#### Passage du texte
********************

Photo : L’accès humanitaire restreint est un problème de vie ou de mort pour les gens dans la bande de Gaza © UNRWA
« Quelle que soit l’intention, il s’agit clairement d’une militarisation de l’aide humanitaire à Gaza » a déclaré Philippe Lazzarini, le Commissaire général de l’UNRWA.
L’UNRWA est toujours là…
Grâce à son implantation et à la présence de son personnel de terrain dans toute la bande de Gaza, l’UNRWA joue un rôle central dans les distributions d’aide et la fourniture de services à une population soumise à 15 mois de bombardements constants, de déplacements forcés et de manque de ressources essentielles. Depuis le début du cessez-le-feu du 19 janvier, l’Office a fourni une aide alimentaire à environ 2 millions de personnes. Ses équipes ont donné plus de 400 000 consultations médicales, dans des cliniques fixes et mobiles, et a largement participé à la troisième campagne de vaccination anti-polio des enfants de moins de dix ans. Elles ont fourni des articles non alimentaires (matelas, couvertures, vêtements, ustensiles de cuisine…) à plus d’un demi-million de personnes, gèrent 120 abris accueillant environ 140 000 personnes déplacées. Des milliers de camions humanitaires – dont plus de 2 300 camions de l’UNRWA – ont traversé la bande de Gaza depuis le début du cessez-le-feu jusqu’au 1er mars. Cela a posé des défis opérationnels, notamment en raison de la destruction de routes et d’entrepôts.

********************

#### Extrait de données
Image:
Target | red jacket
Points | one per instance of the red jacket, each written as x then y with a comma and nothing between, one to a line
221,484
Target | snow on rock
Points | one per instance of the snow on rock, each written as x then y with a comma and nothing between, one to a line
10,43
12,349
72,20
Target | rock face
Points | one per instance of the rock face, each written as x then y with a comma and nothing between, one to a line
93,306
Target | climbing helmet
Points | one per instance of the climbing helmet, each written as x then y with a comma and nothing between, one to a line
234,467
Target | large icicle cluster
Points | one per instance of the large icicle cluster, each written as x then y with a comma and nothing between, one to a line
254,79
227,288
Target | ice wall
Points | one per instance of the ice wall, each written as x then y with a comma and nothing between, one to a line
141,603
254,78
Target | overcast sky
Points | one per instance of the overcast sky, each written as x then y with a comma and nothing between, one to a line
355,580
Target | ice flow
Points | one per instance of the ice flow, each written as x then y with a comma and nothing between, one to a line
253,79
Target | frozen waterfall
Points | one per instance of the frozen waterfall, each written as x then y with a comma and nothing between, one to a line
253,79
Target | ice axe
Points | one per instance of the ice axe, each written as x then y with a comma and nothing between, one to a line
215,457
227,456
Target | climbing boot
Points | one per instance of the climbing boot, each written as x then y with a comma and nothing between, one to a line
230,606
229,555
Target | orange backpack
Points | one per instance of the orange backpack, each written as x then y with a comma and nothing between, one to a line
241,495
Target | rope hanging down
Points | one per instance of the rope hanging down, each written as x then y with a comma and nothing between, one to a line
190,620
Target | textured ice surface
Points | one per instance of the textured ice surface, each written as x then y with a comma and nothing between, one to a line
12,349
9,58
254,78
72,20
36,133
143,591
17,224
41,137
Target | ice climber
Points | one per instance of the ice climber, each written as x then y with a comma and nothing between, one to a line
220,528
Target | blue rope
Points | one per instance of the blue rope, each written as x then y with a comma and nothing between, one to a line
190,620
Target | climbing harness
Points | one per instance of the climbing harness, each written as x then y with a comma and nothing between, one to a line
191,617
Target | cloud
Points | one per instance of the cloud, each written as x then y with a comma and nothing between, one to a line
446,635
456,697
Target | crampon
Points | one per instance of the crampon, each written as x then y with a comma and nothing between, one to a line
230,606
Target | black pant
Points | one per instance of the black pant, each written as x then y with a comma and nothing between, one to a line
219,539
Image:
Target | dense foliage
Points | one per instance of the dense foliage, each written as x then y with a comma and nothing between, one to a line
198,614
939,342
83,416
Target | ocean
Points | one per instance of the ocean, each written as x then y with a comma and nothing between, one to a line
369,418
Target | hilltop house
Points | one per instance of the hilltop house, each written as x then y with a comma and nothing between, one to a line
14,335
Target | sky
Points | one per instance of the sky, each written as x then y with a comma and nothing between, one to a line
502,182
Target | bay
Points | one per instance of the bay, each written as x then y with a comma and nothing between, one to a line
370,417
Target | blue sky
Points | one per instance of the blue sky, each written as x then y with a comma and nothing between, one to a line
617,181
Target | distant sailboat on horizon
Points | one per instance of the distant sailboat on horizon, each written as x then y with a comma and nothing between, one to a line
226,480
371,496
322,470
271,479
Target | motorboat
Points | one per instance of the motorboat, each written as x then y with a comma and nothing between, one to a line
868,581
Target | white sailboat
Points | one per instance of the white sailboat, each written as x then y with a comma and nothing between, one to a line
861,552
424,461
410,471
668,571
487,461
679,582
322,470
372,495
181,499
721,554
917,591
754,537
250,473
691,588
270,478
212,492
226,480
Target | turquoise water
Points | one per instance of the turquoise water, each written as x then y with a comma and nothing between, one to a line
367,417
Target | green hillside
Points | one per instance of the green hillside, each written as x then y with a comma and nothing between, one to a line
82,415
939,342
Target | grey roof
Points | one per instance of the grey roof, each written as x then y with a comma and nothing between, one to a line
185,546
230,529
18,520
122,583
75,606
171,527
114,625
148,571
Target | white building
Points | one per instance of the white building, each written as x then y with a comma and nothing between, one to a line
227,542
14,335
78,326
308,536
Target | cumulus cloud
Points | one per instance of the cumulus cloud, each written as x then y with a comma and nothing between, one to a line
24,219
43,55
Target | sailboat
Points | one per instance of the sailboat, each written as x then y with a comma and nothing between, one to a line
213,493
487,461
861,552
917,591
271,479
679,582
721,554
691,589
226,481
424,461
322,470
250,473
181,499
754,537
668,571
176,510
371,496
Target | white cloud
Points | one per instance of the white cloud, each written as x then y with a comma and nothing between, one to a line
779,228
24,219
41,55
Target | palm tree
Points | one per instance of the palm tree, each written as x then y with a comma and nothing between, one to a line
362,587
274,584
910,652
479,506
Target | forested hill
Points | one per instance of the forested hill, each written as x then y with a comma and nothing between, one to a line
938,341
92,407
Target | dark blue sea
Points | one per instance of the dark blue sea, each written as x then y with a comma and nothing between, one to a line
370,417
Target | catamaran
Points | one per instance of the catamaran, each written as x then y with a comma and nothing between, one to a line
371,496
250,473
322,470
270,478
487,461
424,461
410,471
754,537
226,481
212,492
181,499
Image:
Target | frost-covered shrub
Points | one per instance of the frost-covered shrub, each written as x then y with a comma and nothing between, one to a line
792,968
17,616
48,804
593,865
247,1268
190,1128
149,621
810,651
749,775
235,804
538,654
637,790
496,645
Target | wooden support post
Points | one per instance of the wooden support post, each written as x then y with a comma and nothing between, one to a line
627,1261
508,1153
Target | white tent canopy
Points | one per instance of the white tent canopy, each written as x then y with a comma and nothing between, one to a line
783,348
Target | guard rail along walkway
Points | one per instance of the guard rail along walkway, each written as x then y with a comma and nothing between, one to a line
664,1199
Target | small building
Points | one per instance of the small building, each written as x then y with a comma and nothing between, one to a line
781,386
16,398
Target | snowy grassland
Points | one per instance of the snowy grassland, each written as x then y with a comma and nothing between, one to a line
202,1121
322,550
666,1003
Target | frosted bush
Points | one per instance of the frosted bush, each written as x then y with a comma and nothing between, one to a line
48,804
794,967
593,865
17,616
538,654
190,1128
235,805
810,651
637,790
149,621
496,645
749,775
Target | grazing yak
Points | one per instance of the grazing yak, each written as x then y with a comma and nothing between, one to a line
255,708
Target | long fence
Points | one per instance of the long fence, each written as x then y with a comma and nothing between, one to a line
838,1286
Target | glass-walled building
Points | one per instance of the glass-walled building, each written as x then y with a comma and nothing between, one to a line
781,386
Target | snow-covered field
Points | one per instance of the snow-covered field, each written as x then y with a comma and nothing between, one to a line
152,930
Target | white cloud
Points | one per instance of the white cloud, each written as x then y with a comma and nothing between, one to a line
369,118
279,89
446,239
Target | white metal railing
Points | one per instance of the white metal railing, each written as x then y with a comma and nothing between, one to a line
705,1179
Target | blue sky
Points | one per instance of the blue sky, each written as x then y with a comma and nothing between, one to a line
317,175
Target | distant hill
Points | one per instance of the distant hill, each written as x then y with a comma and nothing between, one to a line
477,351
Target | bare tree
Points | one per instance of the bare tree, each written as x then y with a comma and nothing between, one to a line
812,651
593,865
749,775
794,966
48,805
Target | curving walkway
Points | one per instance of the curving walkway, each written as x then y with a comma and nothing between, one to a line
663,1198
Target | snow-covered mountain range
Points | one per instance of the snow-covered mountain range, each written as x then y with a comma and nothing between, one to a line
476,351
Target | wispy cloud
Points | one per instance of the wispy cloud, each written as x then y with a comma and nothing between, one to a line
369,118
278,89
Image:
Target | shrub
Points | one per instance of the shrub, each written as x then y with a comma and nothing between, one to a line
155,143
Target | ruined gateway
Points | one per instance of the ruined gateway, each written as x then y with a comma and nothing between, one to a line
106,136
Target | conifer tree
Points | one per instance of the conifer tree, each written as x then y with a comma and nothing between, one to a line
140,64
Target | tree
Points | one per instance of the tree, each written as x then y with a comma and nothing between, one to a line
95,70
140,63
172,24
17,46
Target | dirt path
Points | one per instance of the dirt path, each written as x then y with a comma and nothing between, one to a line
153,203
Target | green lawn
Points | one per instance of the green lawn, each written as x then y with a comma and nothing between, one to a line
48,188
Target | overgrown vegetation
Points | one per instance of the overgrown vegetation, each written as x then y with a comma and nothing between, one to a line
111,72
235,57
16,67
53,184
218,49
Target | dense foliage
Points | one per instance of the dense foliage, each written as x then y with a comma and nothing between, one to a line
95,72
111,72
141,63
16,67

********************

#### Consigne de travail 1
Réécrivez sous forme de liste le paragraphe du texte sur l'UNRWA à Gaza qui commence par « Grâce à son implantation », en conservant ses faits principaux.
#### Consigne de travail 2
Rédigez la suite du texte sur l'action de l'UNRWA à Gaza, à partir de sa dernière phrase.

#### Réponse attendue 1
- Présente dans toute la bande de Gaza, l'UNRWA joue un rôle central dans l'aide et les services destinés à une population éprouvée par 15 mois de bombardements, de déplacements forcés et de pénuries.
- Depuis le cessez-le-feu du 19 janvier, elle a fourni une aide alimentaire à environ 2 millions de personnes.
- Ses équipes ont donné plus de 400 000 consultations médicales en cliniques fixes et mobiles. Elles ont aussi largement participé à la troisième campagne de vaccination anti-polio des enfants de moins de dix ans.
- Elles ont distribué des articles non alimentaires à plus d'un demi-million de personnes.
- Elles gèrent 120 abris qui accueillent environ 140 000 personnes déplacées.
- Jusqu'au 1er mars, des milliers de camions humanitaires, dont plus de 2 300 de l'UNRWA, ont traversé la bande de Gaza. Les routes et les entrepôts détruits ont posé des défis opérationnels.

#### Réponse attendue 2
En Cisjordanie, les camps de réfugiés de Jénine et de Tulkarem en particulier ont subi des destructions sans précédent. Leurs habitants ont trouvé refuge dans des villages aux alentours, chez des familles, dans des structures publiques. L’UNRWA, d’autres partenaires du système des Nations unies et les communautés locales leur apportent un soutien, fournissent des articles non alimentaires, une aide financière, un hébergement lorsque cela est possible. Mais les besoins dépassent clairement leurs capacités.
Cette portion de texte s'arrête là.